→ Page excerpt

By Wayne Cole
SYDNEY (Reuters) -Australia’s central bank board still thinks it likely a rise in interest rates will not be needed until 2024 given inertia in home-grown wages and inflation, even as financial markets price a move as early as next June.
Minutes of the Reserve Bank of Australia’s (RBA) November policy meeting released on Tuesday showed the bank’s board did acknowledge the risks on inflation had shift upward after a surprisingly strong reading on third-quarter consumer prices.
Core inflation picked up to 2.1% and moved back into the RBA’s 2-3% target band for the first time in six years, a development the bank had not expected until 2023.
“The central scenario for the economy continued to be consistent with the cash rate remaining at its current level until 2024,” the minutes showed.
“However, as the risks to the inflation forecast had shifted higher, it had become possible that an earlier increase in the cash rate would be appropriate.”
As a result, while the bank kept the cash rate at a record low of 0.1%, it abandoned a target for 2024 bond yields concluding it was no longer credible.
Markets had already moved to price in a rate rise to 0.25% by June next year, largely reflecting inflation spikes globally and particularly the United States.
Yet the board still saw reasons to expect wages and inflation in Australia to lag the global trend, a subject RBA Governor Philip Lowe is due to speak on later on Tuesday.
Official data on wages for the third quarter are due on Wednesday and are forecast to show a pick up in annual growth to 2.2%, back to roughly where it was before the pandemic.
Lowe has long argued that to keep inflation in the 2-3% band, wages need to expand at 3% or more, a pace not seen since 2013. Indeed, in recent years not a single industry or sector has recorded pay rises above 3%.
The pandemic may have changed that for a period, with the closure of Australia’s international borders leading firms to complain of a lack of suitable labour and talk of big pay offers in some hot spot sectors such as cyber security.
But with borders due to reopen soon, the government has been talking of expanding migration once again with students and farm hands first on the list.

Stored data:
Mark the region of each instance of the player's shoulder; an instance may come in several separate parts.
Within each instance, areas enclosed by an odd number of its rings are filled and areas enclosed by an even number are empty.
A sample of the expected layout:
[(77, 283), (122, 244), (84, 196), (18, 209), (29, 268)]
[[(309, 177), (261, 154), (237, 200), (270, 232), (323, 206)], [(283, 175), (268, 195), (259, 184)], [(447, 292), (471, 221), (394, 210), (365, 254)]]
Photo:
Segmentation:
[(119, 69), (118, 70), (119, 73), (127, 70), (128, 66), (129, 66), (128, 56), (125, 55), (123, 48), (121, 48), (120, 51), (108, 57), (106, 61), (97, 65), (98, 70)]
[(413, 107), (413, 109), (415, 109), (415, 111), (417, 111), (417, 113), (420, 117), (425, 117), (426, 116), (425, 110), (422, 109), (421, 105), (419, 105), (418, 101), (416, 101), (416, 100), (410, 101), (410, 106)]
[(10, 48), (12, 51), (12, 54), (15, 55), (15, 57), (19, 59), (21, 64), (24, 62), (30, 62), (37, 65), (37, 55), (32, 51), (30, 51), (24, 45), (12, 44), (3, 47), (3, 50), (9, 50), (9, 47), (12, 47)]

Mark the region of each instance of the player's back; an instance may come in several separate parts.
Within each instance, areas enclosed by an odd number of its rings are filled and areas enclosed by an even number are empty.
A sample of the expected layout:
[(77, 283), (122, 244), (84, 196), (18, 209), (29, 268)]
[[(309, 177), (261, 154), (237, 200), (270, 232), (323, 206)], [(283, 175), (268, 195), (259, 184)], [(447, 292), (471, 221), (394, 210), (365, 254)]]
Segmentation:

→ Tasks for this exercise
- A) In the article about Australia's interest rates, what rate did core inflation pick up to?
- B) Repeat the part of the article about Australia's interest rates starting at "Core inflation picked" and ending at "the United States.".

→ Responses
- A) Core inflation picked up to 2.1%.

- B)
Core inflation picked up to 2.1% and moved back into the RBA’s 2-3% target band for the first time in six years, a development the bank had not expected until 2023.
“The central scenario for the economy continued to be consistent with the cash rate remaining at its current level until 2024,” the minutes showed.
“However, as the risks to the inflation forecast had shifted higher, it had become possible that an earlier increase in the cash rate would be appropriate.”
As a result, while the bank kept the cash rate at a record low of 0.1%, it abandoned a target for 2024 bond yields concluding it was no longer credible.
Markets had already moved to price in a rate rise to 0.25% by June next year, largely reflecting inflation spikes globally and particularly the United States.